■ WORK REQUIRED: All the entries need to be quoted exactly, apart from the pictures, which you should drop.
═══ RECORDS FOR THE TASK
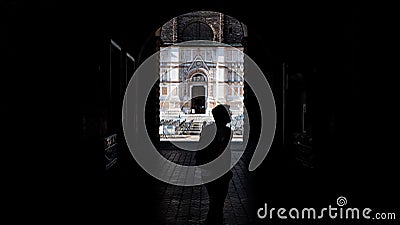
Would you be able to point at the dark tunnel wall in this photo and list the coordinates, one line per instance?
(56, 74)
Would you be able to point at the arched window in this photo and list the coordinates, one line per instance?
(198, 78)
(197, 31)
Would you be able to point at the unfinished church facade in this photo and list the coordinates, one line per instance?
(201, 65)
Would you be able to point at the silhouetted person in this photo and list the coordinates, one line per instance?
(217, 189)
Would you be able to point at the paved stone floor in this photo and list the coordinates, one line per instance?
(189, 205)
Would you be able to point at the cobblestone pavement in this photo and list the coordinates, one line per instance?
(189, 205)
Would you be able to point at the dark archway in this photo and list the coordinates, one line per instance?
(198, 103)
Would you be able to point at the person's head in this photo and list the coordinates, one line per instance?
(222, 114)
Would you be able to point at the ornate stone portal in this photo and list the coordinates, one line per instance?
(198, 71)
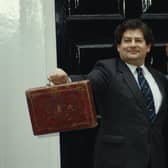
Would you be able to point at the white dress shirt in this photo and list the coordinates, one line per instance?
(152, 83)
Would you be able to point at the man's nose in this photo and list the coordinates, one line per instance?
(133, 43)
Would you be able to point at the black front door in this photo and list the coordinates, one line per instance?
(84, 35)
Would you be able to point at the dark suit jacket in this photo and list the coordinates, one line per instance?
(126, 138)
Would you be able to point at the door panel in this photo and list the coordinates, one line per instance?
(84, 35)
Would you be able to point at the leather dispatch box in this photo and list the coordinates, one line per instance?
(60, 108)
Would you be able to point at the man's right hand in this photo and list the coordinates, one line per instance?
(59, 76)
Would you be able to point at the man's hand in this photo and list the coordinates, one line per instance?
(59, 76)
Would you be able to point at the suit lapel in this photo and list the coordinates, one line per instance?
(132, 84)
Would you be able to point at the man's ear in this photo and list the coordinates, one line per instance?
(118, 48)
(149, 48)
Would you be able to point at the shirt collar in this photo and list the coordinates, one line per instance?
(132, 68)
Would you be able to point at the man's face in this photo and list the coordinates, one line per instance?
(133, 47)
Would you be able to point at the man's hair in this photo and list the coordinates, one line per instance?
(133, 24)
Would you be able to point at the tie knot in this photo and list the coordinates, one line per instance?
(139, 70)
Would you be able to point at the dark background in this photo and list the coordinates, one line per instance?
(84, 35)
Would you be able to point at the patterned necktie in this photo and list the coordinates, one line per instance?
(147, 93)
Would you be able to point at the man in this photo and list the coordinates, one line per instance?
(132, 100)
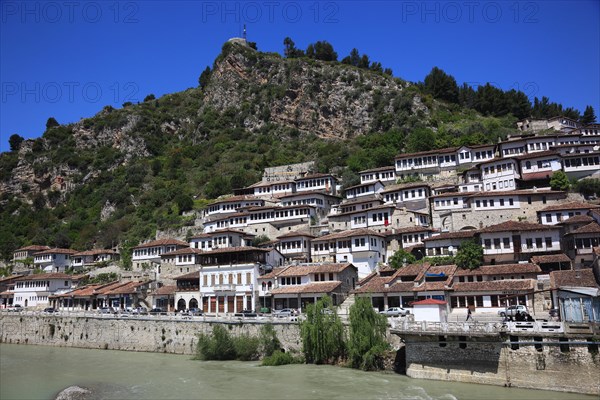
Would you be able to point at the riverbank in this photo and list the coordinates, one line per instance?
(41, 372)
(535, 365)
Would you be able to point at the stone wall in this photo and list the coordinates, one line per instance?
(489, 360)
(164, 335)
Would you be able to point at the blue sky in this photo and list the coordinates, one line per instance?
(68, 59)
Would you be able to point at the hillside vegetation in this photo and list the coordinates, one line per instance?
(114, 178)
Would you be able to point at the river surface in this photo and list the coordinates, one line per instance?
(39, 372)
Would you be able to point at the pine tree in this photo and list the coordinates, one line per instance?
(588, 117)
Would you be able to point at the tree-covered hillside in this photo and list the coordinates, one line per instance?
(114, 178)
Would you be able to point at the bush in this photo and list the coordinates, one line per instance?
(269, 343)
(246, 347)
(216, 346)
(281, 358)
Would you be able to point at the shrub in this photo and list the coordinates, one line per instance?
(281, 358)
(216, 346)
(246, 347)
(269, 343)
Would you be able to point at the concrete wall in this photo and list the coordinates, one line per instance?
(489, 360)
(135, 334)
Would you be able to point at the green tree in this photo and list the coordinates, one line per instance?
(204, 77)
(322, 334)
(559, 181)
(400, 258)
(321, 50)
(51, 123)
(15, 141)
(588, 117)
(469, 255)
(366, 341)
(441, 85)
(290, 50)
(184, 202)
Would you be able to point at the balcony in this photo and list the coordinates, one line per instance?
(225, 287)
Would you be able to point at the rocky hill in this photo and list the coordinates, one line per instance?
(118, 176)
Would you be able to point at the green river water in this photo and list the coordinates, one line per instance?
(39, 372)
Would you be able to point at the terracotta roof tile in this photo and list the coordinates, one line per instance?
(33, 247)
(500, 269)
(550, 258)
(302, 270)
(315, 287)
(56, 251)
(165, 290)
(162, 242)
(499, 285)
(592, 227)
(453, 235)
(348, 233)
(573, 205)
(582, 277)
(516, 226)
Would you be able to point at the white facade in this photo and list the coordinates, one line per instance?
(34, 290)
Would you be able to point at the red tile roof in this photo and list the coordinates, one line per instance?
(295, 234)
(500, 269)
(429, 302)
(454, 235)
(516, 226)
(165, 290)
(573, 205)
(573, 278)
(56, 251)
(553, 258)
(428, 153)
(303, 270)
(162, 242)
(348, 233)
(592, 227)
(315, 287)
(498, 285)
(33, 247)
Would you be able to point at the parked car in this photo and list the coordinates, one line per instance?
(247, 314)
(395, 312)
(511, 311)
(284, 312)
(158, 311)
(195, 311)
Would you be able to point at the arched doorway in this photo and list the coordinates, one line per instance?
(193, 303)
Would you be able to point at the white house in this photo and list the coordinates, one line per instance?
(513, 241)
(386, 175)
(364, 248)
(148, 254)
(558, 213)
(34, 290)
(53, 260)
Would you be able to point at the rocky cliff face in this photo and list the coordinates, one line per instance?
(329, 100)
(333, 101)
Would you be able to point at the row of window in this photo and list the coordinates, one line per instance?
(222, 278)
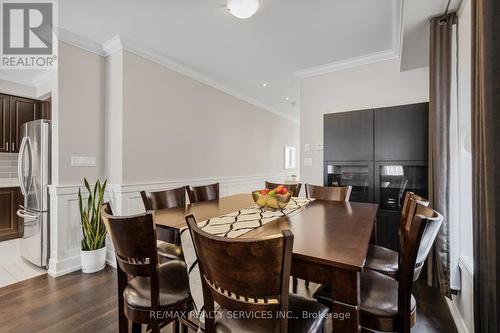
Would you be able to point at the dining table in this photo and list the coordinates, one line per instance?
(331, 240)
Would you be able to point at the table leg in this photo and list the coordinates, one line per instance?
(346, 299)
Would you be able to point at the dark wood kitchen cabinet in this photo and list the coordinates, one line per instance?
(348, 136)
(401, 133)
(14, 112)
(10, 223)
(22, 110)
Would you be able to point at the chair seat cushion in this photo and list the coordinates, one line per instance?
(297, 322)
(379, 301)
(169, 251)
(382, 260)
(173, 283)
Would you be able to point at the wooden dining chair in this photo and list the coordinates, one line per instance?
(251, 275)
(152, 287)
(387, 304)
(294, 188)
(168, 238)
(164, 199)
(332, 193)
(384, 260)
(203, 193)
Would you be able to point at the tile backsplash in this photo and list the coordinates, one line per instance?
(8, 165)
══════
■ PROBLEM SOLUTION:
Would you be able to point at the dark tunnel wall in this photo and list the coordinates, one line per instance?
(56, 74)
Would you be able to point at the arched window in this photo and list the coordinates, one line per instance?
(198, 78)
(197, 31)
Would you be able to point at the unfinished church facade in this photo and list the coordinates, one line per instance?
(201, 65)
Would you be able to point at the silhouetted person in this photo and list the coordinates, one line per instance?
(217, 189)
Would you be able to point at the paved stone floor in this photo and list the coordinates, one line per instance?
(189, 205)
Would you be able to point at the cobblestone pavement in this photo and list the coordinates, one line per instance?
(189, 205)
Would you be able to point at the dark archway in this photo and list the coordinates, one line per instance?
(198, 103)
Would you be able to point at the person's head in this photo and list the coordinates, one line per instance?
(222, 114)
Would you be able to point at the ornate stone portal in this photo and list the coordinates, one line per instance?
(198, 71)
Would you be able to point at the white dress shirt in this photo and list the coordinates, one line per instance?
(152, 83)
Would you be able to point at the man's nose in this photo and list the coordinates, one line per instance?
(133, 43)
Would you be able to point at the black front door in this photo and list the coordinates, one line per instance?
(84, 35)
Would you be able to point at the dark suit jacket in this photo and list the coordinates, one line per instance?
(126, 138)
Would you be able to point at the door panel in this photo and list the coordinates, one line per instance?
(84, 35)
Would you be able to point at the leather dispatch box in this photo and list the coordinates, one line per instance?
(60, 108)
Would you be able to point at the man's right hand in this photo and list the coordinates, one line per instance?
(59, 76)
Would you be able to point at the man's hand in this photo and list the coordinates, one line per instance?
(59, 76)
Would you be able to point at the suit lapel in this photo and list the coordinates, one line per instance?
(132, 84)
Would you be able to point at the man's ear in this photo and list the coordinates, one line per instance?
(118, 48)
(149, 48)
Would you be able to point at the shirt collar in this photo and list the coordinates, one line per instance?
(132, 68)
Would you be able to point at the man's face in this photo and list the coordinates, one line per instance?
(133, 47)
Would you be able to point at the man's hair in this photo and list the coordinates, one line per instance?
(133, 24)
Would you be able to point at the tie knot in this photo and list the coordinates, one line per instance?
(139, 70)
Would you be able to point at the dark background in this photo and list the coordinates, one line per instance?
(84, 35)
Would you be able to point at the patterned necktie in this photo and list the coordinates, one line per instance?
(147, 93)
Would you be able to point at the man in this photo and list the coordinates, one line per instance?
(132, 100)
Would you be able to point at the riverbank in this photo and list the coordinates, one line per instance?
(41, 372)
(535, 365)
Would you be able to point at the stone wall in this photo and list the coordinates, one line per instance?
(489, 360)
(164, 335)
Would you be able to point at the blue sky in this photo and list the coordinates, one line per instance?
(68, 59)
Would you be able to point at the hillside vegetation in this photo and list the coordinates, one line per instance?
(114, 178)
Would you be able to point at the river surface in this photo and list the coordinates, one line per instance?
(39, 372)
Would you be able to point at the pine tree in this photo and list the coordinates, one line per instance?
(588, 117)
Would you be able to point at the tree-covered hillside in this photo and list the coordinates, one line per instance?
(114, 178)
Would you be able to point at the bush in this photo and list the coordinates, one line per instance?
(269, 343)
(246, 347)
(216, 346)
(281, 358)
Would you be able to point at the shrub in this photo and list the coordinates, one line per instance?
(281, 358)
(216, 346)
(246, 347)
(269, 343)
Would you be able to point at the concrete wall in this photo and list the coordinates, one line per instance?
(489, 360)
(135, 334)
Would you be able to point at the green tree in this photo and list the coordinates, one line per instance?
(204, 77)
(322, 334)
(559, 181)
(400, 258)
(321, 50)
(51, 123)
(15, 141)
(588, 117)
(469, 255)
(366, 341)
(441, 85)
(290, 50)
(184, 202)
Would you be able to point at the balcony in this photo and list the coordinates, one line per instance?
(225, 287)
Would you be able to point at the rocky hill in this photo and list the coordinates, one line per instance?
(118, 176)
Would you be able to point at the green river water in this photo and list the coordinates, one line per instance?
(39, 372)
Would you be able to point at the terracotta roof tile in this photo and list the coordinates, one line per instance?
(33, 247)
(500, 269)
(550, 258)
(302, 270)
(315, 287)
(56, 251)
(165, 290)
(162, 242)
(499, 285)
(592, 227)
(453, 235)
(348, 233)
(573, 205)
(582, 277)
(516, 226)
Would you be able to point at the white facade in this photo and list the coordinates, one line per instance?
(34, 290)
Would you be able to point at the red tile roof in this photo and list the coordinates, one line per instance?
(295, 234)
(500, 269)
(429, 302)
(454, 235)
(516, 226)
(165, 290)
(573, 205)
(573, 278)
(56, 251)
(553, 258)
(428, 153)
(303, 270)
(162, 242)
(348, 233)
(592, 227)
(315, 287)
(498, 285)
(33, 247)
Would you be able to point at the parked car in this photo and list the coordinates, one line per instance?
(247, 314)
(395, 312)
(511, 311)
(284, 312)
(158, 311)
(195, 311)
Would you be able to point at the arched doorway in this photo and list the coordinates, one line per instance?
(193, 303)
Would you be able to point at the white house in this photo and list the coordinates, one line per instance?
(513, 241)
(386, 175)
(364, 248)
(148, 254)
(558, 213)
(34, 290)
(53, 260)
Would you be able to point at the rocky cliff face in this photo and list the coordinates, one line per instance?
(329, 100)
(333, 101)
Would you be able to point at the row of window in this photo and list the coordinates, one line per instance?
(222, 278)
Would you be able to point at the dining table in this photo and list the coordinates, one line per instance?
(331, 240)
Would you be able to point at the table leg in this photo and list the coordinates, one line per instance?
(346, 299)
Would you be able to point at the dark wood kitchen cabinet in this photo and list the coordinates, one line per instance?
(348, 136)
(401, 133)
(14, 112)
(10, 223)
(22, 110)
Would you be able to point at the chair seat cushion in this photo and list the coordinates, one line per instance?
(297, 322)
(379, 301)
(169, 251)
(382, 260)
(173, 283)
Would you be able to point at the wooden dining chair in this photo and list the coordinates, one line per instance?
(251, 275)
(152, 287)
(387, 304)
(294, 188)
(168, 238)
(164, 199)
(332, 193)
(384, 260)
(203, 193)
Would you be able to point at the tile backsplash in this photo and list the coordinates, one line per instance?
(8, 165)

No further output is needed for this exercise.